— start —

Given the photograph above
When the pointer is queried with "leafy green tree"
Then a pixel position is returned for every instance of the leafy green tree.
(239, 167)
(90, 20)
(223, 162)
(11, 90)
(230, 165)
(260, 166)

— end —

__TASK INSTRUCTIONS__
Copy the material above in full, substituting "broadleaf tree" for every occurrence of "leafy green tree" and keeping everything else the same.

__RESULT OF THE EXERCISE__
Given the photograph above
When the pointer is queried with "broadleaf tree"
Then a pixel position is returned for every instance of the broadleaf tree.
(239, 167)
(90, 20)
(223, 162)
(11, 90)
(230, 165)
(260, 166)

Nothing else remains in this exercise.